DO THIS. Replace "Which region of the image contains" with "Which part of the image shows" throughout the material below, leaving every other part unchanged.

☆ ☆ ☆ ☆

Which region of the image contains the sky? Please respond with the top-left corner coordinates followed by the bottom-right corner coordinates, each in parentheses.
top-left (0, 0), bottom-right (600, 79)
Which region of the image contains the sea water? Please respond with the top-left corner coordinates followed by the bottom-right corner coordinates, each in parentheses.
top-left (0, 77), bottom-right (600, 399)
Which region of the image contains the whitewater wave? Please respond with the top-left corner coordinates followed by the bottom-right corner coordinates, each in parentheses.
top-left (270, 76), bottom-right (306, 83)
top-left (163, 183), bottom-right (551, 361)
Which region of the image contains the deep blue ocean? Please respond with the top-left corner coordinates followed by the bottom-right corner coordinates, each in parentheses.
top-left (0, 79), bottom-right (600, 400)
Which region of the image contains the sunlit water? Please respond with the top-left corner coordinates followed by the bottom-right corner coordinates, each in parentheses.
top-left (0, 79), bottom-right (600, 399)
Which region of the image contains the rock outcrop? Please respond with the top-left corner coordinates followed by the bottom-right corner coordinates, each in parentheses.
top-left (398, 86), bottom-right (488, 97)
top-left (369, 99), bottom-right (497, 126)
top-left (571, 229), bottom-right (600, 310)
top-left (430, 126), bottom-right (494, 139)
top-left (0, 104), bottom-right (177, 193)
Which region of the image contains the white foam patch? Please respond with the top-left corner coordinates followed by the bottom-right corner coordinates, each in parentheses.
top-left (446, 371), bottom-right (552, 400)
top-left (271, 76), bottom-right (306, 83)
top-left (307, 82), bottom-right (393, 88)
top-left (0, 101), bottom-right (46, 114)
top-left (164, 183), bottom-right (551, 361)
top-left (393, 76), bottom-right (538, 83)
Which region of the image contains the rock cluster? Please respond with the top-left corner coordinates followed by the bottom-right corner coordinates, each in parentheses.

☆ ☆ ☆ ☆

RESPONSE.
Which part of the image shows the sky? Please respond with the top-left corner coordinates followed by the bottom-right corner coordinates, each in parentheses.
top-left (0, 0), bottom-right (600, 79)
Which part of the image shows the sea water? Please respond with the top-left corner coordinates followed by the bottom-right corner coordinates, each in parentheses.
top-left (0, 77), bottom-right (600, 399)
Which part of the image shows the whitewater wave? Please respond with the top-left corner coordinates followed by the bottom-right corner coordinates, each in parentheses.
top-left (270, 76), bottom-right (306, 83)
top-left (163, 183), bottom-right (551, 361)
Which part of the image shows the deep blue ocean? Please respond with the top-left corner coordinates followed by the bottom-right corner coordinates, each in parentheses.
top-left (0, 79), bottom-right (600, 400)
Which part of the image shows the sunlit water? Please respond with the top-left corner coordinates followed by the bottom-right corner coordinates, each in parentheses.
top-left (0, 79), bottom-right (600, 399)
Which part of the image shows the rock outcrop? Please respond with the top-left corner coordinates followed by the bottom-right corner coordinates, each in parentheses.
top-left (398, 86), bottom-right (488, 97)
top-left (369, 99), bottom-right (497, 126)
top-left (571, 229), bottom-right (600, 310)
top-left (430, 126), bottom-right (494, 139)
top-left (0, 104), bottom-right (177, 193)
Which part of the image shows the white foam patch? Please respond with the top-left corner coordinates followed by the bottom-right corner coordinates, each in parentheses.
top-left (446, 371), bottom-right (552, 400)
top-left (271, 76), bottom-right (306, 83)
top-left (307, 82), bottom-right (393, 88)
top-left (0, 101), bottom-right (46, 114)
top-left (164, 183), bottom-right (551, 361)
top-left (393, 76), bottom-right (538, 83)
Which part of the image shows the rock cluster? Please respond with the top-left corner coordinates followed by the bottom-right corner coordinates, each in parentheses.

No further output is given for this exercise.